**TASK STATEMENT**
Collect every line below that contains the string "sand". Uppercase and lowercase letters count as different.

**GIVEN ENTRIES**

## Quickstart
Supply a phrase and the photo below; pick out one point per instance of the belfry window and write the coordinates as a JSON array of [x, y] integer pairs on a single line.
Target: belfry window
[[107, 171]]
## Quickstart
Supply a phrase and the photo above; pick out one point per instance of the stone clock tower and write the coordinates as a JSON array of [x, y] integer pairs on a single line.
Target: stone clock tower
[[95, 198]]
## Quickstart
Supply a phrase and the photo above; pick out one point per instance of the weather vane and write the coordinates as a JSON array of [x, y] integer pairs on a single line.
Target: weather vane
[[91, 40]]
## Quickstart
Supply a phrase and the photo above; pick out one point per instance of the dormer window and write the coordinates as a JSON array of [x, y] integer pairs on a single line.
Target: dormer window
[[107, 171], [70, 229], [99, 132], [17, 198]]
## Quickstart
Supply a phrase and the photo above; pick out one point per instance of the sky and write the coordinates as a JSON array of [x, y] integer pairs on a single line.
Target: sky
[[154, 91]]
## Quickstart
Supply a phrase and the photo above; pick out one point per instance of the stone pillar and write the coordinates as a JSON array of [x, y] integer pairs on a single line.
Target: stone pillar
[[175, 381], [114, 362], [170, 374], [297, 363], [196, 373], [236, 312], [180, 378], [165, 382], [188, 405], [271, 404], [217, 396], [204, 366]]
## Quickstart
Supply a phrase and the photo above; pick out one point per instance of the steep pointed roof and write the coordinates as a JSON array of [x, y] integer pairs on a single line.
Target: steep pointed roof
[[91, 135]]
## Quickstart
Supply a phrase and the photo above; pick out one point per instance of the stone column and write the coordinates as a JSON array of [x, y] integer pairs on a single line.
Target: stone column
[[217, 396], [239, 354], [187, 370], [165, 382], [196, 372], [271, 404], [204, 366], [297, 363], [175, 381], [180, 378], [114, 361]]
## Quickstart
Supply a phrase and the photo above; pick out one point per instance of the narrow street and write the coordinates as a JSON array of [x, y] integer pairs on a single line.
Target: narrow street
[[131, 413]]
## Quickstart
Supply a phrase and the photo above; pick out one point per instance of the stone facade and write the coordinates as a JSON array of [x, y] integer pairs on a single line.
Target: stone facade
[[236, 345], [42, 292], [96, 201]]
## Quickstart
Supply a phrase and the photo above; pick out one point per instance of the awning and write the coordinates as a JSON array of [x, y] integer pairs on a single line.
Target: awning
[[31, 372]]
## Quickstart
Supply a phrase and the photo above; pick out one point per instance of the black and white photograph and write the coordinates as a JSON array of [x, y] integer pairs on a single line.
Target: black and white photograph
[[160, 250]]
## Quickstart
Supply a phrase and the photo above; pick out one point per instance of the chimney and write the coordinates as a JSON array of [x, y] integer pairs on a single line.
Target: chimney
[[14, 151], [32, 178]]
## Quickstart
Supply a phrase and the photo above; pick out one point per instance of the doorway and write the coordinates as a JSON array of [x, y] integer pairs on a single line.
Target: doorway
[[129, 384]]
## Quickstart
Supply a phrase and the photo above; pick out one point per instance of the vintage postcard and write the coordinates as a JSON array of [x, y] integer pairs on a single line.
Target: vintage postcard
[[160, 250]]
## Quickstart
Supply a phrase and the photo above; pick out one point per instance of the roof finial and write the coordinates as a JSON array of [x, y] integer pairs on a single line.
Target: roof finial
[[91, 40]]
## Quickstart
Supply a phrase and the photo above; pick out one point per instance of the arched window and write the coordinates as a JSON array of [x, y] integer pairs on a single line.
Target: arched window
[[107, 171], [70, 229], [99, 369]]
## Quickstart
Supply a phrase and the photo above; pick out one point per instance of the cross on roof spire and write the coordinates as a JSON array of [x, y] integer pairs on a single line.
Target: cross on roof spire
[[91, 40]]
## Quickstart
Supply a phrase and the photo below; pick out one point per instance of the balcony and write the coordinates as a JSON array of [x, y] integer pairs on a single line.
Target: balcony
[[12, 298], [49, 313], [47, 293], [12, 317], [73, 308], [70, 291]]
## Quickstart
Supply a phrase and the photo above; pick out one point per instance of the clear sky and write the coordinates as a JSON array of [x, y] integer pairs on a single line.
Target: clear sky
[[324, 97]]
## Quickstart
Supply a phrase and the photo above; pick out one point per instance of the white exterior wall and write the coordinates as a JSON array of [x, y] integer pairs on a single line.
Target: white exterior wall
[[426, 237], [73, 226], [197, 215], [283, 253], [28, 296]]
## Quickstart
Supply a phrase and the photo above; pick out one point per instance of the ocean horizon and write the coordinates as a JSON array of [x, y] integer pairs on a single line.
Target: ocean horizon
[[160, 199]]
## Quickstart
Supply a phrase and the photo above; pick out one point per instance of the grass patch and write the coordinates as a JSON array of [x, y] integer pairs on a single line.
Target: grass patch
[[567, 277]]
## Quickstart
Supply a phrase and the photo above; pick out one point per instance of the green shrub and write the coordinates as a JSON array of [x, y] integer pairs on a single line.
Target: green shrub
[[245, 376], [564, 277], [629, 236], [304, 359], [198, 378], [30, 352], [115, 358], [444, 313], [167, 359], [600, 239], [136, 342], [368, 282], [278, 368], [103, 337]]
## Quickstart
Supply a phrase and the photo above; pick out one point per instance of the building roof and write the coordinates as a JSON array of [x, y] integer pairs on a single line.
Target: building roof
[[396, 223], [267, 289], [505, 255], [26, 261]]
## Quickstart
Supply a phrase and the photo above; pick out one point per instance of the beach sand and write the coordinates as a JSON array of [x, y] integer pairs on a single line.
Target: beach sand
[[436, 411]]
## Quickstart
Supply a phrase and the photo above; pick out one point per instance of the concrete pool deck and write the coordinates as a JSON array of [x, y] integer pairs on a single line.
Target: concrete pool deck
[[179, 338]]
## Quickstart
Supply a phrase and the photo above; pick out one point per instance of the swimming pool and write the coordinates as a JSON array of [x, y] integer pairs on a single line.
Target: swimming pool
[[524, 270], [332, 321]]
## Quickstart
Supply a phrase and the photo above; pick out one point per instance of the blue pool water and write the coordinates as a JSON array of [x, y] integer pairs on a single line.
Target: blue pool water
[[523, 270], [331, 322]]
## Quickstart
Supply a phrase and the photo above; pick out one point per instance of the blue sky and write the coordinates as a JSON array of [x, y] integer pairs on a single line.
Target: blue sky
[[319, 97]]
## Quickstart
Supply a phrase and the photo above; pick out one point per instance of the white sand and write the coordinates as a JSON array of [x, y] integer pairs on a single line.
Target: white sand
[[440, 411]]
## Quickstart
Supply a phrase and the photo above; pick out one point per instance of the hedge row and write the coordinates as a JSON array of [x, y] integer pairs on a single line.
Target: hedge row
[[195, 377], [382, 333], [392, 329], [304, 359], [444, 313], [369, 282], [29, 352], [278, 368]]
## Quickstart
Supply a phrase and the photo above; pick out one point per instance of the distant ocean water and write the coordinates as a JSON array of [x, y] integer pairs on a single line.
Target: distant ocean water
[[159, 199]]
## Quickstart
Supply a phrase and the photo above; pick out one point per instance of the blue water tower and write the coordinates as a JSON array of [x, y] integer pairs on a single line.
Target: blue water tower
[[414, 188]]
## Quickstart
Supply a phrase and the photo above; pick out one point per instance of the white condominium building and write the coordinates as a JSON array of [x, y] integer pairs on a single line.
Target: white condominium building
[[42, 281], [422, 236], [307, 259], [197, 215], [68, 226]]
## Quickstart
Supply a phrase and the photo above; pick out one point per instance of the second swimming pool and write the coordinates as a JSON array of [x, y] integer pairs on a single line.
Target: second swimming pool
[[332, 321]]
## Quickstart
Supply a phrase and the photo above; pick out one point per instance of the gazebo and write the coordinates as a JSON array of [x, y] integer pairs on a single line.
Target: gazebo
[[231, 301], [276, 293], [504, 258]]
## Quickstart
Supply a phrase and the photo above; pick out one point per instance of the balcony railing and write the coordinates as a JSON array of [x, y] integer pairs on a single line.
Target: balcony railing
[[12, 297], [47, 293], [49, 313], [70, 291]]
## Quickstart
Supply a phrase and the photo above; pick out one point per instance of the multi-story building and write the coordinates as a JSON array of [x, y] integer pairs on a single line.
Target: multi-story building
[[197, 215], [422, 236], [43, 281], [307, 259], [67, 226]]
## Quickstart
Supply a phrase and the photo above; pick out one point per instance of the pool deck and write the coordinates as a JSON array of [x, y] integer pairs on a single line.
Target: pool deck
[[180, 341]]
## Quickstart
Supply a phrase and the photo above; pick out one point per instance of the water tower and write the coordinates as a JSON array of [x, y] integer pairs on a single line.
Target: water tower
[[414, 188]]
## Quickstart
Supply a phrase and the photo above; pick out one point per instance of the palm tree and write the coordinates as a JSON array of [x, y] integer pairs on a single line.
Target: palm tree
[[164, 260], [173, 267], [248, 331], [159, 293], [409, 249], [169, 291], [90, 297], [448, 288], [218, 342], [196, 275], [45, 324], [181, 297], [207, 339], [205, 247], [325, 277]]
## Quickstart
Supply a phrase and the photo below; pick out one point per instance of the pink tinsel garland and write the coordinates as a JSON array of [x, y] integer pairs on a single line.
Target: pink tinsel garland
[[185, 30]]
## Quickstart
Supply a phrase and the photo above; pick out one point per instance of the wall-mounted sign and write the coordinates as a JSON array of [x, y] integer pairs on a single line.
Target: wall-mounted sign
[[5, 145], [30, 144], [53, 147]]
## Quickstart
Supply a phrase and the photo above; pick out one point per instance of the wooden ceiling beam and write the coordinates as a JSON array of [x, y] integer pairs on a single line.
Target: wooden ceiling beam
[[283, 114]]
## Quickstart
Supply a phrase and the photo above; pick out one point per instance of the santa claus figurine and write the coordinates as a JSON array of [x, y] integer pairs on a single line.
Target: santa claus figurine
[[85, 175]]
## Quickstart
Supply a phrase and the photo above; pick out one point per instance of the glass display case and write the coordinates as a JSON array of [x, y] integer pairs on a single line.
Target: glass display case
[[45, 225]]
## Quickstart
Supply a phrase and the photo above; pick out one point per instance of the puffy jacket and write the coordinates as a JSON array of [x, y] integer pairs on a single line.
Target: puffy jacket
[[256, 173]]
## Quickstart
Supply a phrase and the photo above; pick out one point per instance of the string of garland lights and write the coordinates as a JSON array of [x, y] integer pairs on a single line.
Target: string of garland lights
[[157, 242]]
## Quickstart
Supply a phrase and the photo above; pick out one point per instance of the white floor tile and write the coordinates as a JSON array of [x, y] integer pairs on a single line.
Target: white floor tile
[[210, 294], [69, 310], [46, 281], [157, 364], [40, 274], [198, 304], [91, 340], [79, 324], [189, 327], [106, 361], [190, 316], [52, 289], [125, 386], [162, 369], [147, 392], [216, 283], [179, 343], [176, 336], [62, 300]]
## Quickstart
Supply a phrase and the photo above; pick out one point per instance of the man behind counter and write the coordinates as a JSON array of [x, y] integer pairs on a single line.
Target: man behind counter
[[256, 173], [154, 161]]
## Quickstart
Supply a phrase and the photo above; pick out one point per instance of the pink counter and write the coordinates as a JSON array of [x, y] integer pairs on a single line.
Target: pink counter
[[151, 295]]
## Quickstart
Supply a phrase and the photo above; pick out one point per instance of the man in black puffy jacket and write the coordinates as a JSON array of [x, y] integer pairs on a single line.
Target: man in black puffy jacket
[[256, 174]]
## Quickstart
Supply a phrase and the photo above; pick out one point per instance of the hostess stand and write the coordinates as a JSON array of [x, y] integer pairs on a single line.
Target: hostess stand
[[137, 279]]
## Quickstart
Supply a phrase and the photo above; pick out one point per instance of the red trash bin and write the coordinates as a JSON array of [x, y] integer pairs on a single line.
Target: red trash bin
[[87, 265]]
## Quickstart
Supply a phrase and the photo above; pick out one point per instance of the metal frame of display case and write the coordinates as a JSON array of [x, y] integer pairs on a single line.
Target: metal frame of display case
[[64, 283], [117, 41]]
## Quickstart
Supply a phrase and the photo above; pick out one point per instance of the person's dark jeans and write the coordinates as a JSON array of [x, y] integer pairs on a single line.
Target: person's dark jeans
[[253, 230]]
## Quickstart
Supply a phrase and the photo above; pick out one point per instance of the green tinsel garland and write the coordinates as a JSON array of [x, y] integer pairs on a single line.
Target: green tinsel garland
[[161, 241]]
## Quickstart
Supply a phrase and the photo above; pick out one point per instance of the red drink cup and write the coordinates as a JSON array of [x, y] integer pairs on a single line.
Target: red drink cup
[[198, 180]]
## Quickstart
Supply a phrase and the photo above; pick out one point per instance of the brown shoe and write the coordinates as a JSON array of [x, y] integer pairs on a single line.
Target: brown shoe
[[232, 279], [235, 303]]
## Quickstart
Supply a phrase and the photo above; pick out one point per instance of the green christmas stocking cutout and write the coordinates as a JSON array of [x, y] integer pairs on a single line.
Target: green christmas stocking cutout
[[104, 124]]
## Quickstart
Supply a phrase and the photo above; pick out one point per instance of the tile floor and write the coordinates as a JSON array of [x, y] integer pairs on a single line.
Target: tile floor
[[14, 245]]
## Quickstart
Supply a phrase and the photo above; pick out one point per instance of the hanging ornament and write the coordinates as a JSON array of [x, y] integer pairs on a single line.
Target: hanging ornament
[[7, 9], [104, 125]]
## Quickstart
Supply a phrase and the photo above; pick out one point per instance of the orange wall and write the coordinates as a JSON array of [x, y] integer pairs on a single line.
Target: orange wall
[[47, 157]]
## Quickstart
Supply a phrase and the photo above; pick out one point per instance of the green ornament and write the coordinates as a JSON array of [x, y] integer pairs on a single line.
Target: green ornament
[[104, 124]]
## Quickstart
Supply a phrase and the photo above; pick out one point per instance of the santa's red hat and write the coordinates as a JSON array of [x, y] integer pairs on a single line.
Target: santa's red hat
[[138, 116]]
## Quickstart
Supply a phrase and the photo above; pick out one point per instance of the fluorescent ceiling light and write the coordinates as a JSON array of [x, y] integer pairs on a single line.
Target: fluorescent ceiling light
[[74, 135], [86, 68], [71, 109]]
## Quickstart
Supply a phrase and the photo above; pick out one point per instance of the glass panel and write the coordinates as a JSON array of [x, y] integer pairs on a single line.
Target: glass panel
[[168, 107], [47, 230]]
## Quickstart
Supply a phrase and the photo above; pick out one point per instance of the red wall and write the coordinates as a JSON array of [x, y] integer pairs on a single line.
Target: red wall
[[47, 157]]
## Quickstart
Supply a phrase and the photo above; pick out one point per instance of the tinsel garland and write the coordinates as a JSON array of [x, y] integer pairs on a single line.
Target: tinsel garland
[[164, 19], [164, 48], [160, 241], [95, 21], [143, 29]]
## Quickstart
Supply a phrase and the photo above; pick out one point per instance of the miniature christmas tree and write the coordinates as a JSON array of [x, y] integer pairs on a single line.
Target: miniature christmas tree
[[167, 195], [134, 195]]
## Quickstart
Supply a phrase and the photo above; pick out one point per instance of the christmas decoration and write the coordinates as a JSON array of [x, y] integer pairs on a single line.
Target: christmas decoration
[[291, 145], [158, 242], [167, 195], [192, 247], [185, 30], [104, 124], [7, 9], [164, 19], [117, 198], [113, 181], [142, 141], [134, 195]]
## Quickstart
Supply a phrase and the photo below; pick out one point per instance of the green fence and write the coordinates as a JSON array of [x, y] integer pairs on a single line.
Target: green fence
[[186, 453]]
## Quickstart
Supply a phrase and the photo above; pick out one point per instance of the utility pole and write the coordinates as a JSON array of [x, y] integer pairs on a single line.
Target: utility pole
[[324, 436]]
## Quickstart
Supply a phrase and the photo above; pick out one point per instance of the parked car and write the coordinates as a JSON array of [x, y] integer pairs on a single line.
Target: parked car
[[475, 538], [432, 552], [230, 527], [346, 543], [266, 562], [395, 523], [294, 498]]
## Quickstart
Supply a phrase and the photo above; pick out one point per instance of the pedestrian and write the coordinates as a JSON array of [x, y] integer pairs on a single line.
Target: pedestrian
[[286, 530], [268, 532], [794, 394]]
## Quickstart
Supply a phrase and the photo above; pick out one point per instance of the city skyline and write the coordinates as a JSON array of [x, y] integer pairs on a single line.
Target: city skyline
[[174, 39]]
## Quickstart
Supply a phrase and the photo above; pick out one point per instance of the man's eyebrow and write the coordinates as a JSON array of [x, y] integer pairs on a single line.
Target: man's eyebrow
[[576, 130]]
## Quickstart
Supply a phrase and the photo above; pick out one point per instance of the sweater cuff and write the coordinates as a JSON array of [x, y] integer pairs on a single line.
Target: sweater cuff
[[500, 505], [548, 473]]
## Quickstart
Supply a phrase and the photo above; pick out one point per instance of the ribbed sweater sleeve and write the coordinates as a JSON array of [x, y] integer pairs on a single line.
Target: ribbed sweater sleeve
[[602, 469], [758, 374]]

**ANSWER TO THIS TASK**
Supply a phrase and the photo above; pick out one point per instance of the beach sand and write the coordinates as a JSON array of [x, y] integer pairs on a single line.
Target: beach sand
Supply a phrase and the photo above; pick out one point per instance of the white sand and write the coordinates as a JSON array of [x, y] integer pairs on a single line.
Target: white sand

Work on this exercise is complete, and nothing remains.